## Requirement a
In the passage on exotica albums, which record label released Frank Chacksfield's South Sea Island Magic?

## Passage given
────────
Amongst this avalanche of exotica albums, London Records released British orchestra leader, Frank Chacksfield’s stab at exotica, South Sea Island Magic (1958). Chacksfield’s predisposition towards easy-listening string music (at the time dubbed “mood music”) lent itself to the beach- hammock relaxation found in exotica. The album cover for South Sea Island Magic shows an American couple daydreaming about the Polynesian Islands from the comfort of their tiki-themed living room, presumably listening to South Sea Island Magic on their portable record player while paging through travel brochures to tropical locations. In many ways, the record cover sums up the ethos of exotica and tiki culture: why travel to the islands when you can experience them at home? Or, as Donn Beach famously said, “If you can’t get to paradise, I’ll bring it to you.” All you have to do is drop the needle, pour yourself a glass of rum, and close your eyes, for exotica and tiki only exist in the mind.
────────
## Requirement b
Write out all the lines of the records below, including their requests, and shift every coordinate in the answers by adding 59 to it. Leave the pictures out.
────────
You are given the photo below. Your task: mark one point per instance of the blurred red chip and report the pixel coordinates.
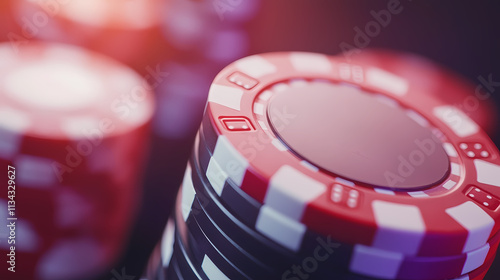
(125, 30)
(74, 125)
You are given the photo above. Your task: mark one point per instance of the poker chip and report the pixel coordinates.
(415, 182)
(75, 126)
(431, 79)
(312, 167)
(352, 256)
(127, 31)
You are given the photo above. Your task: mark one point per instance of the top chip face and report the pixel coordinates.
────────
## Right answer a
London Records

## Right answer b
You are given the photo below. Your task: mark one point per instance of the blurred red chip and report the pixel coordinates.
(184, 89)
(133, 184)
You are given the photo above. Your task: mark one point per instance of the poker chip and report the pixel coordinates.
(474, 241)
(134, 185)
(490, 138)
(371, 226)
(411, 315)
(186, 90)
You are given the photo above. Your task: mark one point per instance of the top chip face and report the pixel coordinates.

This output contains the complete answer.